The records below are split into lines. How many of those lines contain the string "this"? Reply with the number only.

------ Information provided ------

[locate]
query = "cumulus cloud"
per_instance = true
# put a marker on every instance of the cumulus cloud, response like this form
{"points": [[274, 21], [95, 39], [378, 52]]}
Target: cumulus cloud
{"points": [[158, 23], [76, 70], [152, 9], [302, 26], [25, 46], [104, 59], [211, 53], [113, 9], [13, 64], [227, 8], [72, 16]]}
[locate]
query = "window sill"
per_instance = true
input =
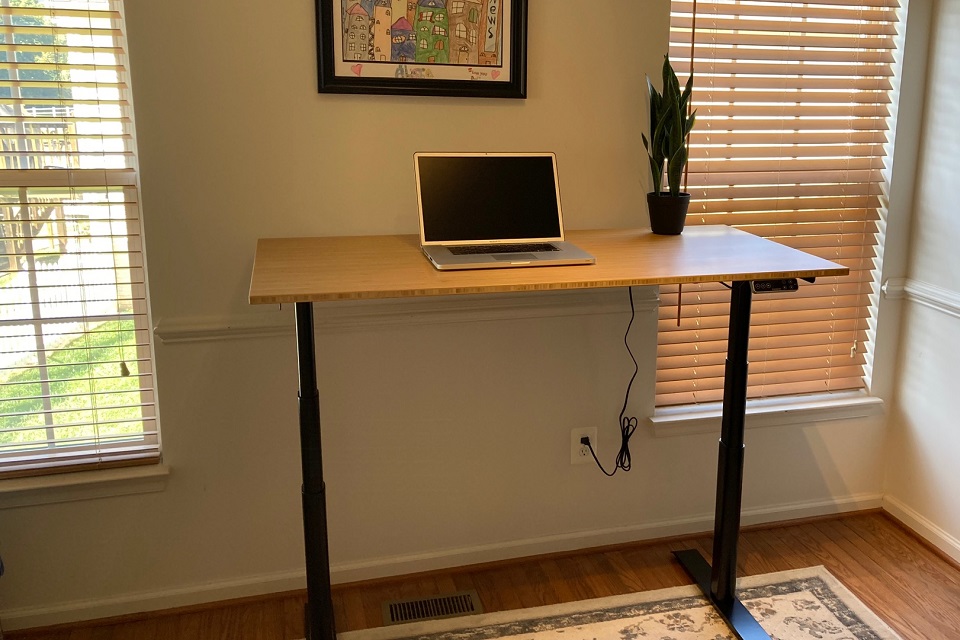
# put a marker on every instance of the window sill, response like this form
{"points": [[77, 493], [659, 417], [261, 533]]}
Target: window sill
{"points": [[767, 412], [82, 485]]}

------
------ Information provided ------

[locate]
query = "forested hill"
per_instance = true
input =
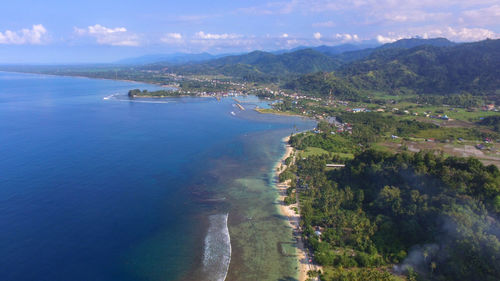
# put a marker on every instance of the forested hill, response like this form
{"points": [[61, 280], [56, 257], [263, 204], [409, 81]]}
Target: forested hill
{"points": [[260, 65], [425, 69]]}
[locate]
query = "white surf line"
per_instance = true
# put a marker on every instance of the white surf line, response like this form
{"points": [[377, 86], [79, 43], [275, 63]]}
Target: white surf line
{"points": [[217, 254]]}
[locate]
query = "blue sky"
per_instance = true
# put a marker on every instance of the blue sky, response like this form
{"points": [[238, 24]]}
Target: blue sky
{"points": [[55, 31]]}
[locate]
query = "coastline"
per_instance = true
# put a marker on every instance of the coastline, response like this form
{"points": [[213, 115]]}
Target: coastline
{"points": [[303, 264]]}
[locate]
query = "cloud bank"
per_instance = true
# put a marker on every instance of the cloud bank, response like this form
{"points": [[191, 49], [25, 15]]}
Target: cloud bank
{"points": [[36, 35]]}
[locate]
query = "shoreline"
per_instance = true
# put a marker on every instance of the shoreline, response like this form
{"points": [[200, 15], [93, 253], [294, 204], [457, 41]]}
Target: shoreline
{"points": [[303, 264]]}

------

Written solution
8